### DOCUMENT EXTRACT

The battle-field is always a place for cutting-edge (pun not intended) technology. Plastic surgery, for example, was apparently developed to handle the horrible toll on humans in WWI:
Never before had physicians been required to treat so many and such extensive facial and head injuries. Shattered jaws, blown-off noses and lips and gaping skull wounds caused by modern weapons required innovative restorative procedures. Some of the best medical talent in Britain, France, Germany, Russia and Austria-Hungary devoted themselves to restoring the faces and lives of their countrymen during and after World War I.
Now the Guardian has a report on some of the emerging risks of the modern battlefield:
Although body armour means soldiers are now better protected, it has altered injury patterns. Limbs now bear the brunt and the most common cause of potentially avoidable battlefield death is external haemorrhage.
The result are products designed to arrest blood flow without requiring pressure points:
we have provided products that are designed particularly to control massive haemorrhage in those areas of the body that are too proximal [close to the torso] for a tourniquet and where pressure through a dressing alone is not adequate. These injuries are in the junctional areas of the groin and axilla [armpit],” says [adviser for emergency medicine covering all three armed services – and honorary professor of emergency medicine at Birmingham university, Colonel Tim] Hodgetts.

######
### INPUT DATA

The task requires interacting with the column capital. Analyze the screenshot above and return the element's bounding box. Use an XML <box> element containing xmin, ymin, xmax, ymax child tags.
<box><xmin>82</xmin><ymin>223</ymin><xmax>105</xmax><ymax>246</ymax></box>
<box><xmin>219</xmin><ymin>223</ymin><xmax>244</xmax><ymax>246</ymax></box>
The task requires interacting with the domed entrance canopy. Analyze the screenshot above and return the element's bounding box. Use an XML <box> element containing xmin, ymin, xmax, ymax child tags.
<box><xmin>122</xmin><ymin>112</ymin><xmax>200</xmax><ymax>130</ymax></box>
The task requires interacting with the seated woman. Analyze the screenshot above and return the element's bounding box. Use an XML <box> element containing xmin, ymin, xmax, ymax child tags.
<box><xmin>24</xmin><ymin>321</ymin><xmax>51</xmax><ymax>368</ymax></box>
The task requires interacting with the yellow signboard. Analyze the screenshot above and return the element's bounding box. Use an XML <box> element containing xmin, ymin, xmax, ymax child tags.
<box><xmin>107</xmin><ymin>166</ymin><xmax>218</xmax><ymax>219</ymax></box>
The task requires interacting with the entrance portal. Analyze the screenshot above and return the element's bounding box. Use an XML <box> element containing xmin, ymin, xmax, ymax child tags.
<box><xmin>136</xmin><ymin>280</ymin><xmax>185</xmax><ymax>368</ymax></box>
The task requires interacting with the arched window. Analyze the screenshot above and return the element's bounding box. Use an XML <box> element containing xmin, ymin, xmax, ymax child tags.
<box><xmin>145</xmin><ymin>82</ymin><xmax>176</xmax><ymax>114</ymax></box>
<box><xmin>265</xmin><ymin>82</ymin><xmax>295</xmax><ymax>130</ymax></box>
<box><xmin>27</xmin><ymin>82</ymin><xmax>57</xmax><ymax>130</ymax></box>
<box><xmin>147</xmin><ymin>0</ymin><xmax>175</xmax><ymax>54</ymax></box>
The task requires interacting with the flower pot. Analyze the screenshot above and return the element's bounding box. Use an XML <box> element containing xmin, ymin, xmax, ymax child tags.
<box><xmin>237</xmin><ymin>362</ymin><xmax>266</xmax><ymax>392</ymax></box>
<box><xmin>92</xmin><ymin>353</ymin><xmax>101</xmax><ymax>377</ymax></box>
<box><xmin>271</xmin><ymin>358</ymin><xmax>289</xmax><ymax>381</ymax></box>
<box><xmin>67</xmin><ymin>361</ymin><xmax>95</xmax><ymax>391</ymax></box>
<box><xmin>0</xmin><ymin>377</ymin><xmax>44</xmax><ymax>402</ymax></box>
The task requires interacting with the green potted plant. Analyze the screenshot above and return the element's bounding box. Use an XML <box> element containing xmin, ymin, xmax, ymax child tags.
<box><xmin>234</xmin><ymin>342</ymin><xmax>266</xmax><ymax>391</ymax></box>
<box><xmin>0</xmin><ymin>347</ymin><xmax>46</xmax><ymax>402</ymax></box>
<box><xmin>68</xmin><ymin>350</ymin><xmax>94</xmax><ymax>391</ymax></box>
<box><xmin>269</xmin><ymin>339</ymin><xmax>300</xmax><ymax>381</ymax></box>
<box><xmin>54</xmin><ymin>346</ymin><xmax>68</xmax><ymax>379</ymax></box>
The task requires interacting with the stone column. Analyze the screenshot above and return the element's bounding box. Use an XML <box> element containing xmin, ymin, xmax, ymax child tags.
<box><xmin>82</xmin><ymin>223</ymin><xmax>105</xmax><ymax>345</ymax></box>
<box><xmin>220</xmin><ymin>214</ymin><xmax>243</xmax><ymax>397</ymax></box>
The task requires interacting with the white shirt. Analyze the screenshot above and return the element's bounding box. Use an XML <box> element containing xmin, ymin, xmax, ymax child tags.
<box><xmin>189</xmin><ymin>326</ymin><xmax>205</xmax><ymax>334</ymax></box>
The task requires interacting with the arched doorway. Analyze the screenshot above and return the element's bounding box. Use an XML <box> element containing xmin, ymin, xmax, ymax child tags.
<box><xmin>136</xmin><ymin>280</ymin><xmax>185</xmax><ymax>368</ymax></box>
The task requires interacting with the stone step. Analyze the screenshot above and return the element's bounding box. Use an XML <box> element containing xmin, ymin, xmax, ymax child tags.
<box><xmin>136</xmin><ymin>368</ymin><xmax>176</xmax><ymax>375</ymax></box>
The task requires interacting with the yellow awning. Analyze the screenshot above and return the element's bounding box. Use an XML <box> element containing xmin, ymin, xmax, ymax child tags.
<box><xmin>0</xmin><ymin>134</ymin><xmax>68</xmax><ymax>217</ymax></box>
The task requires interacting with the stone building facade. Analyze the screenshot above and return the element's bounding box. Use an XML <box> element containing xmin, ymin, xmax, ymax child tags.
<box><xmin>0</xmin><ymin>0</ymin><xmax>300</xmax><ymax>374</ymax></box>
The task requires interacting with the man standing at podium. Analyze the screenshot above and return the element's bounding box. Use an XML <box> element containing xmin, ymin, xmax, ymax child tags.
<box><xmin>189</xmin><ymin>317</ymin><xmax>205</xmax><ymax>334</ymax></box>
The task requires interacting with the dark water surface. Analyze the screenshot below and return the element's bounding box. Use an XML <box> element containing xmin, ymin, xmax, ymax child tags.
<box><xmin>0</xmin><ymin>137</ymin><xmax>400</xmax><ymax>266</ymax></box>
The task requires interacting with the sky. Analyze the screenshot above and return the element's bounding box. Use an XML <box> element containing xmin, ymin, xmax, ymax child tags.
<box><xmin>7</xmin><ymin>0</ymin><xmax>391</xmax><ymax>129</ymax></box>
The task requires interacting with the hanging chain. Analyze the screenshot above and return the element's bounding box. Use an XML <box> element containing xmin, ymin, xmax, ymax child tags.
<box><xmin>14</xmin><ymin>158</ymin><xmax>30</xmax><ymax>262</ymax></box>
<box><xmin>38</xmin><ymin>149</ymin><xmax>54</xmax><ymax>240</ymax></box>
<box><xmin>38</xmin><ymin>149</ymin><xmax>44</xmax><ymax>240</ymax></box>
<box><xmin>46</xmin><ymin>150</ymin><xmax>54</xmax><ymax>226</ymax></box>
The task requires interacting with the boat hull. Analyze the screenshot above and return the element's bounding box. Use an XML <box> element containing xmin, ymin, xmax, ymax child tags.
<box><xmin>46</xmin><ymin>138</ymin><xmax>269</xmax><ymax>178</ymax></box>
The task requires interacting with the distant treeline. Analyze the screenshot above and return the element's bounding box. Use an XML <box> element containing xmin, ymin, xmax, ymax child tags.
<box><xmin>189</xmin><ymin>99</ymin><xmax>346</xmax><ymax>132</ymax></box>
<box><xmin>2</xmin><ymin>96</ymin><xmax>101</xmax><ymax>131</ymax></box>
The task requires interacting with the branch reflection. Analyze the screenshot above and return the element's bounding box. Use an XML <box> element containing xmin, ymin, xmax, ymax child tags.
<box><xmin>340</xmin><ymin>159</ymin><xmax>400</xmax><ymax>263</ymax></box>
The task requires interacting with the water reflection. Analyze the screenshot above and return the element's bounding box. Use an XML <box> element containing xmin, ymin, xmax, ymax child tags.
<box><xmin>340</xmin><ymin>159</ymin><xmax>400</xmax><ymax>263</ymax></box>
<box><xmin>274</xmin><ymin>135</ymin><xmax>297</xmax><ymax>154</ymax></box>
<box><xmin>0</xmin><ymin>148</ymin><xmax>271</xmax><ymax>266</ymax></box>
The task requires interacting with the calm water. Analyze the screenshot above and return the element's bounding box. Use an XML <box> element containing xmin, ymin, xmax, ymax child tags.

######

Please decide whether each statement agrees with the piece on battlefield injuries, answering yes or no and quoting the deciding words of the piece. 1. Body armour has changed the pattern of injuries soldiers suffer. 2. Limbs are now spared most of the damage. 3. The new products are meant for wounds where a tourniquet can be used. The material plays no part in this exercise.

--- TASK ANSWER ---
1. Yes: "Although body armour means soldiers are now better protected, it has altered injury patterns."
2. No: "Limbs now bear the brunt"
3. No: "in those areas of the body that are too proximal [close to the torso] for a tourniquet"